_Page extract_
Begin

The author uncovered major discrepancies and contradictory statements in the public record
from various announcements regarding the site from the archeological team. Moreover, based
on the overall Architecture of the site at BT, the author determined that not only the site is much
older than Gobekli Tepe (GT from now on) by about two millennia; but also, that it belongs to the
middle-late 8th millennium BC, and not the middle to late 11th millennium BC date, as argued by
the archeological team of BT. The temple at BT was judged to be about one and one-half
millennium older than the GT’s earliest Temple (structure D, Layer III). The arguments will not be
repeated here; the reader is directed to references [1] and [2] to review them.

End

_Tasks to carry out_
1. In the dating passage, which structure is named as the earliest Temple at Gobekli Tepe?
2. Count the lines of the listing that contain the string "surface", treating uppercase and lowercase as different, and give only the number.
The listing that comes next has no connection to the dating passage.

_Working data_
Begin

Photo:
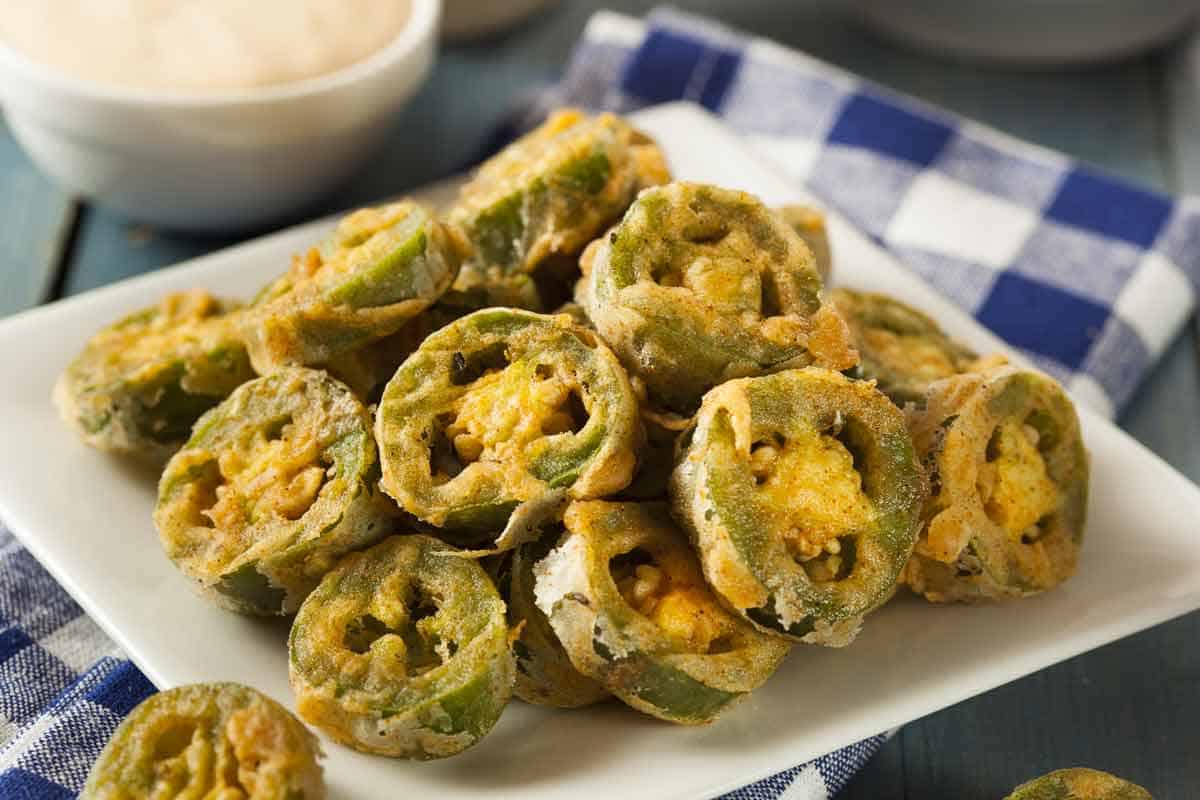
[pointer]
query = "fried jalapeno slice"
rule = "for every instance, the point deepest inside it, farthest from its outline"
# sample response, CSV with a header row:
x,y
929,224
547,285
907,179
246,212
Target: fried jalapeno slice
x,y
699,284
208,740
376,271
501,416
141,383
1079,783
803,493
403,651
553,191
899,347
810,226
274,486
627,597
1009,486
545,674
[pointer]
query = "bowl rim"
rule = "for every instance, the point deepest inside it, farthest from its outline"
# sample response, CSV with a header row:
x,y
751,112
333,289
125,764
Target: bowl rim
x,y
421,26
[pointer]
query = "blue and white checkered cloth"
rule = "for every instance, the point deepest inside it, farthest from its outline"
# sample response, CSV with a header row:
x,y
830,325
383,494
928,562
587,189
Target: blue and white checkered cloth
x,y
1087,275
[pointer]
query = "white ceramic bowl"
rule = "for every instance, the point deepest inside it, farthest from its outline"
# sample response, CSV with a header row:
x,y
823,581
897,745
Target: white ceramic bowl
x,y
1033,32
221,161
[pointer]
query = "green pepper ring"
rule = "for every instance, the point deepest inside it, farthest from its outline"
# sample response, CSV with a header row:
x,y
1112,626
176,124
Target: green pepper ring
x,y
403,651
961,553
625,651
714,495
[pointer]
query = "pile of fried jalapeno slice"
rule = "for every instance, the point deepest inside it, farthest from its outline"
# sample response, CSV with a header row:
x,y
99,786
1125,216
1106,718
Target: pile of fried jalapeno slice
x,y
589,433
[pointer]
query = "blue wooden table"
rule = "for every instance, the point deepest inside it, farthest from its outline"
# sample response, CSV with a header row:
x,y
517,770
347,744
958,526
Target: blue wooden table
x,y
1132,708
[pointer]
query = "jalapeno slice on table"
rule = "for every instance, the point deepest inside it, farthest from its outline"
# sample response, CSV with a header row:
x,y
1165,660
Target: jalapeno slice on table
x,y
809,223
376,271
545,673
553,191
625,596
899,348
208,740
1079,785
803,493
699,284
274,486
141,383
402,650
1009,474
498,419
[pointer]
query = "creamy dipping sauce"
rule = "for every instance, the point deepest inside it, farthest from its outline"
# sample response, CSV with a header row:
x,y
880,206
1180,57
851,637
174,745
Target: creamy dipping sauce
x,y
199,46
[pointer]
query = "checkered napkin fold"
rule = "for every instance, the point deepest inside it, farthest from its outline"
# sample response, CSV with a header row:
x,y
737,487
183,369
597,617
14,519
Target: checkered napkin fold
x,y
1089,276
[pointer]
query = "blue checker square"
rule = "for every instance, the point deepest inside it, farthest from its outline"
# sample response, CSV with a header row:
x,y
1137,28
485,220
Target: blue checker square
x,y
1181,240
121,690
1119,360
12,641
1043,319
1109,206
669,66
23,785
875,124
1078,262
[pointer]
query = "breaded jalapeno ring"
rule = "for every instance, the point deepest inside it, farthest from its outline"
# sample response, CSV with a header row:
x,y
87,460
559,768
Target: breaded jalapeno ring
x,y
553,191
141,383
809,223
625,595
545,674
803,493
699,284
497,415
402,650
1008,474
273,487
379,269
1079,785
899,347
208,740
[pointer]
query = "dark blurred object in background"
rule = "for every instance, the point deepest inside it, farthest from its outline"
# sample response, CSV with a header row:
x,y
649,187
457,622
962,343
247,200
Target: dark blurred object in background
x,y
1035,32
469,19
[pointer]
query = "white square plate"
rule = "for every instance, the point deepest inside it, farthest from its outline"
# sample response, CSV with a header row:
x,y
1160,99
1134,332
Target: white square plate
x,y
87,517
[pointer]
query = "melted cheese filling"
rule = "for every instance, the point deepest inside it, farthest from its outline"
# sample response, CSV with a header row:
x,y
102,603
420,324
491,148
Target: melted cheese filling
x,y
813,486
268,479
504,411
1014,486
677,602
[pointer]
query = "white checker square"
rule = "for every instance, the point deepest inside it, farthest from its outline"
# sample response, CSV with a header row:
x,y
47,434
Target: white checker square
x,y
78,644
1087,391
945,216
1155,301
793,155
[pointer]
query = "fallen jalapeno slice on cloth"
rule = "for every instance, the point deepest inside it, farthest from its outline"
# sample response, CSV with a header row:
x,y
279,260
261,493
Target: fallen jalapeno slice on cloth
x,y
627,597
810,224
402,650
1008,474
208,740
699,284
498,419
141,383
803,493
1079,785
553,191
899,348
379,269
274,486
545,674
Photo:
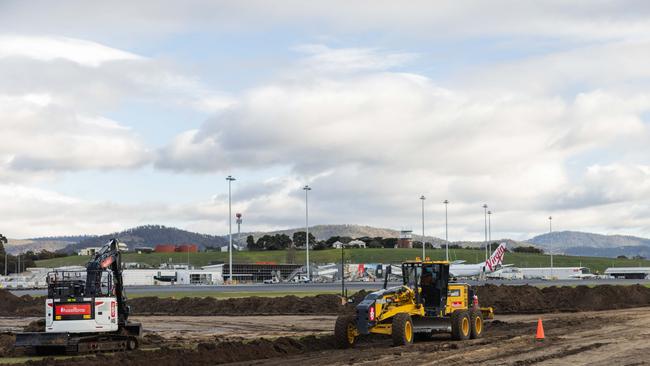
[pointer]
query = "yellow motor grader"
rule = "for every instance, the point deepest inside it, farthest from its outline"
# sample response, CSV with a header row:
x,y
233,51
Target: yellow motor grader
x,y
427,303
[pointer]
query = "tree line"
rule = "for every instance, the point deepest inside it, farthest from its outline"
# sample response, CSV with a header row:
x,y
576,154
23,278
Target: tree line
x,y
297,240
24,261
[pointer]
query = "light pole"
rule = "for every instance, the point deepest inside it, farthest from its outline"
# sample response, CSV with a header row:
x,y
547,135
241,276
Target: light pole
x,y
230,179
307,189
446,202
550,230
489,231
485,214
423,241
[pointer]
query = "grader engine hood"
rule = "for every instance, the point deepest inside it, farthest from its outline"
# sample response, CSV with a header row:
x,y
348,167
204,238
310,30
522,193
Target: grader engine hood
x,y
366,316
366,310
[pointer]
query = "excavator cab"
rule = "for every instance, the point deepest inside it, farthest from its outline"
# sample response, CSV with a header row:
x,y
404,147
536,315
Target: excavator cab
x,y
85,310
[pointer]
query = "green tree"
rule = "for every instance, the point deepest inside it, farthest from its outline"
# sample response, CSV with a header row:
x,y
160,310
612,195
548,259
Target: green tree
x,y
299,239
3,240
389,242
291,255
252,245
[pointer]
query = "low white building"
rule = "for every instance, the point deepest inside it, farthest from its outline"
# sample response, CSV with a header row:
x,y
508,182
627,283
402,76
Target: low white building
x,y
208,275
88,251
628,272
507,273
558,273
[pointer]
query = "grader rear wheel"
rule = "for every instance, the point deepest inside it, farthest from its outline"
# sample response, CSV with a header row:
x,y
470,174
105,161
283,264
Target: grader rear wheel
x,y
476,320
402,330
345,331
460,325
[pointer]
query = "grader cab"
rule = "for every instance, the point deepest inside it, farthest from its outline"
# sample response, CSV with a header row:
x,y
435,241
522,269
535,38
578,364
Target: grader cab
x,y
427,303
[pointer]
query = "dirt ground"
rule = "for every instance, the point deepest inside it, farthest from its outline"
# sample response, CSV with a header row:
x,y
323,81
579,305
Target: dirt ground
x,y
614,337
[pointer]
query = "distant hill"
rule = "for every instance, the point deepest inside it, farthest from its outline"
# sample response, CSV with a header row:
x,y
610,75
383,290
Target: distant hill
x,y
51,244
150,236
568,239
324,232
568,242
581,243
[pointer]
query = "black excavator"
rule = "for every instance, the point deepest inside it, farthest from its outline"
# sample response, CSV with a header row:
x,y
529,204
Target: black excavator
x,y
86,311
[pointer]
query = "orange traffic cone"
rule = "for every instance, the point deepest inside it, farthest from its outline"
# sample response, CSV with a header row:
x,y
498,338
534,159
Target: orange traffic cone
x,y
540,330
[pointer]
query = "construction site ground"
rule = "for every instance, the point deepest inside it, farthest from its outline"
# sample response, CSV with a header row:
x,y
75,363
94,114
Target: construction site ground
x,y
620,337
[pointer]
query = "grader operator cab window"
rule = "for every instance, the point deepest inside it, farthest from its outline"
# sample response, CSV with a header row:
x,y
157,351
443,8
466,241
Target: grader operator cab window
x,y
429,280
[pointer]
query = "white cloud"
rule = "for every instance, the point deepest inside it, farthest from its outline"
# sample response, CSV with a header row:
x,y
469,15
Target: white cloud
x,y
52,48
386,137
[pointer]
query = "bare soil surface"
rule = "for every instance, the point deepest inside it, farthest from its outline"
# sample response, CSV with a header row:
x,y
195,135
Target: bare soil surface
x,y
505,300
614,337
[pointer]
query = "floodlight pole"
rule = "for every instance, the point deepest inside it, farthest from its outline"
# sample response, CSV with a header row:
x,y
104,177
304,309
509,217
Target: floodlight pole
x,y
550,230
489,231
307,189
423,241
230,179
446,202
485,213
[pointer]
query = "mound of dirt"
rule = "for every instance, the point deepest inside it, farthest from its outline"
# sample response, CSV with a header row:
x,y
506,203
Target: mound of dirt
x,y
12,305
205,354
7,341
319,304
530,299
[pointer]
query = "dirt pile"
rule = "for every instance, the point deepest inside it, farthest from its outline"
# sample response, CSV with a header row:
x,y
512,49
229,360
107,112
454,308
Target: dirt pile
x,y
7,341
319,304
12,305
530,299
210,353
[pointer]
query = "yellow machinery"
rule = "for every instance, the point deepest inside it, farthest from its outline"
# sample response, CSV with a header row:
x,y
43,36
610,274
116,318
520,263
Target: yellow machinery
x,y
426,303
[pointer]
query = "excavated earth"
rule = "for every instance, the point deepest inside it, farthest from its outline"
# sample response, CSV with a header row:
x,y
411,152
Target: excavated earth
x,y
578,331
504,299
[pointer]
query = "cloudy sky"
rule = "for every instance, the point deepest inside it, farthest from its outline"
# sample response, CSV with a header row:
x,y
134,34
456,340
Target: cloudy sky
x,y
117,114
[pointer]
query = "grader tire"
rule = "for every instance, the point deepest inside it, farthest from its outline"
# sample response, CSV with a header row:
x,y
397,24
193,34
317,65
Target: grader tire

End

_Solution list_
1. Structure D, Layer III.

2. 2